§ **Selected passage**

# SV chucky



## Ringer (Jun 1, 2022)

I took a page out of 

 Bearcarver
 s book  but slightly modified it. This one went in with 4 cloves of garlic, a table spoon of better than bullion beef, and a pack of onion soup mix. Stayed in a 180 degree bath for 24 hours. It was full of juice and flavor and fork tender. Probably in my top 5 roasts.

Baked a few sliced up squash and zucchini seasoned with cotija and truffle seasoning.


----------



## SmokinEdge (Jun 1, 2022)

Looks good and I applaud what you have accomplished. It’s delicious I’m sure, but what’s the point of SV at 180F for 24 hours? I run 140F for 36-40 hours and have something very different both in texture and taste. Something you couldn’t have otherwise. I like your roast, but I could have the same thing in less than half the time in an electric roaster. I mean no offense, I’m just saying the power of SV is very low and slow cooking. Have you tried SV that way?


----------



## Ringer (Jun 1, 2022)

SmokinEdge said:


> Looks good and I applaud what you have accomplished. It’s delicious I’m sure, but what’s the point of SV at 180F for 24 hours? I run 140F for 36-40 hours and have something very different both in texture and taste. Something you couldn’t have otherwise. I like your roast, but I could have the same thing in less than half the time in an electric roaster. I mean no offense, I’m just saying the power of SV is very low and slow cooking. Have you tried SV that way?


Thanks! No offense taken, I'm still very new to the sv game. I wanted to see if I could get something that was close to the slow cooker method but with a better taste and texture. I debated on trying a lower temp and will probably do it that way next time. It is just different from the pot roast that we are used too. Now that I've got the flavors down, I'll probably ly sear the next one and use the exact method that you described. I'm sure the family will enjoy it.


----------



## SmokinEdge (Jun 1, 2022)

§ **Task input**
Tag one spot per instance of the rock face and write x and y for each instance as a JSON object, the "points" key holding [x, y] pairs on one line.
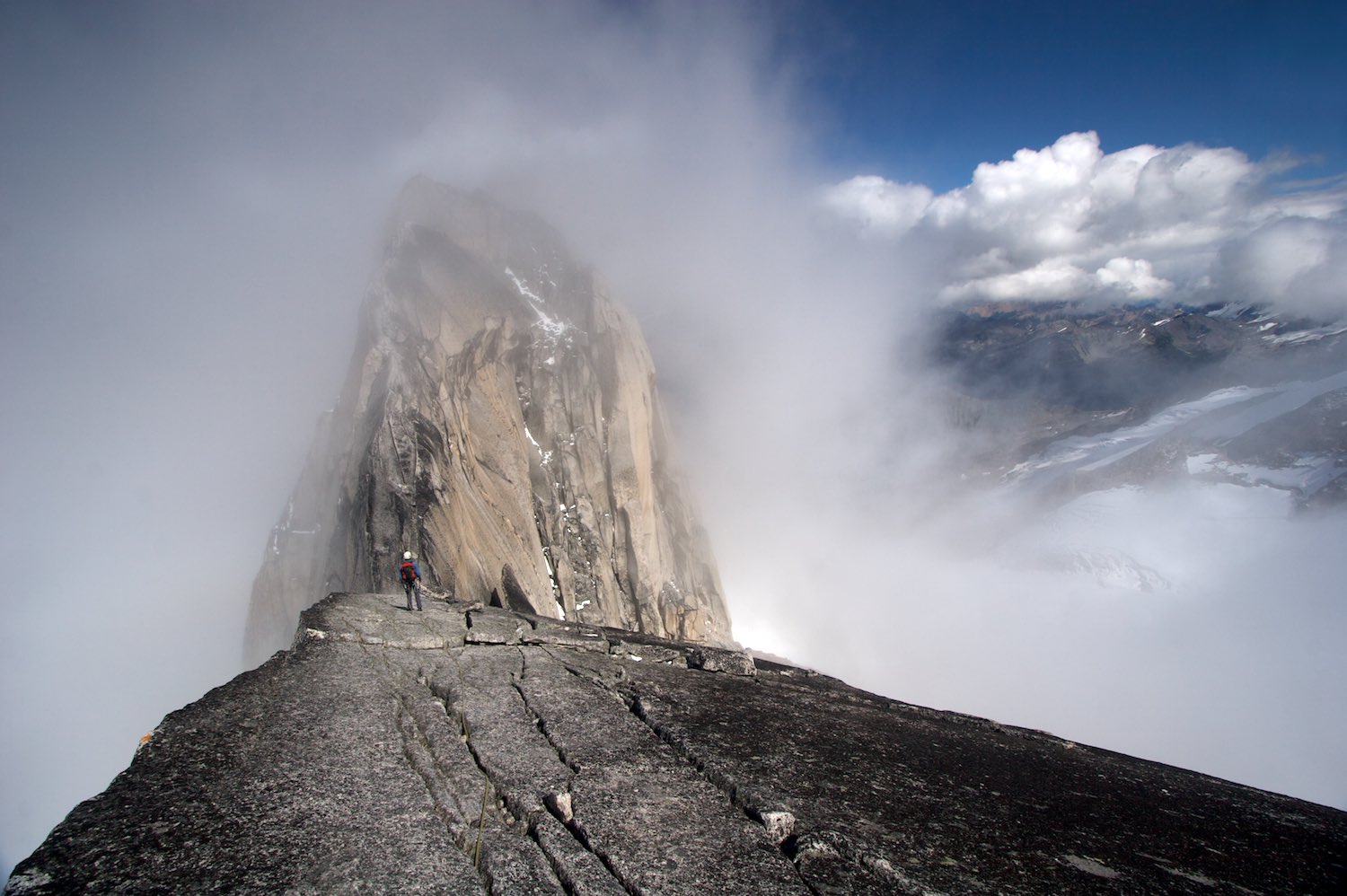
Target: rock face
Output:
{"points": [[477, 750], [500, 420]]}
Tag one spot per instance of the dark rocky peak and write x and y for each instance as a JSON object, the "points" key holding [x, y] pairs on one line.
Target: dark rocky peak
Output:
{"points": [[501, 422], [471, 750], [1026, 376]]}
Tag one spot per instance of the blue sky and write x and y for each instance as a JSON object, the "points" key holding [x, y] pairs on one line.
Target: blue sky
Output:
{"points": [[927, 91], [191, 199]]}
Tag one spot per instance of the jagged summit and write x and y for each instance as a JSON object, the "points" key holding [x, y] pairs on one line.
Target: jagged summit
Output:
{"points": [[481, 751], [500, 419]]}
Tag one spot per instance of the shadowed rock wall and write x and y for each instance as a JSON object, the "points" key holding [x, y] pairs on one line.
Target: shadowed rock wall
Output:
{"points": [[462, 751], [500, 419]]}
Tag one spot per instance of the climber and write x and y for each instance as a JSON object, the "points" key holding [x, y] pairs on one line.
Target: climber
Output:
{"points": [[411, 580]]}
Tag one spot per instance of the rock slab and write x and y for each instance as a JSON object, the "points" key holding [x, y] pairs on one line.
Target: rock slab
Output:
{"points": [[391, 752]]}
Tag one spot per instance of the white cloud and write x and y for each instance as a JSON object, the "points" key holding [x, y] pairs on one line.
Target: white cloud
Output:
{"points": [[878, 206], [1071, 221]]}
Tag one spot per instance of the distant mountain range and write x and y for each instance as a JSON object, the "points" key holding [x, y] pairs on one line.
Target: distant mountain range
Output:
{"points": [[1053, 395]]}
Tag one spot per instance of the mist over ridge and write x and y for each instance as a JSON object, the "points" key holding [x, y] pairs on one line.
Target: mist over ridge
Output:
{"points": [[193, 202]]}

§ **Written request A**
Do these statements agree with the sous vide thread? Answer yes or no for each and quote the words from the thread that decide it. (i) Ringer's roast stayed in a 180 degree bath for 24 hours. (ii) SmokinEdge cooks at 140F for less than 24 hours. (iii) Ringer claims to be experienced with sous vide.
§ **Written request B**
Please scale the listing from the line that contains "Tag one spot per instance of the distant" through the last line of the listing, both ends included. Write those lines out in full, requests included, with every x and y coordinate in the answers multiplied by 1.1 and rounded to a whole number, halves rounded up.

§ **Correct response A**
(i) Yes: "Stayed in a 180 degree bath for 24 hours."
(ii) No: "I run 140F for 36-40 hours"
(iii) No: "I'm still very new to the sv game."

§ **Correct response B**
Tag one spot per instance of the distant mountain range and write x and y for each instance as a JSON object, the "points" key holding [x, y] pairs on one line.
Target: distant mountain range
Output:
{"points": [[1158, 435]]}
Tag one spot per instance of the mist over ridge and write x and y for each instance as a JSON object, the "points" key holding [x, y] pairs on one line.
Target: mist over ridge
Output:
{"points": [[212, 222]]}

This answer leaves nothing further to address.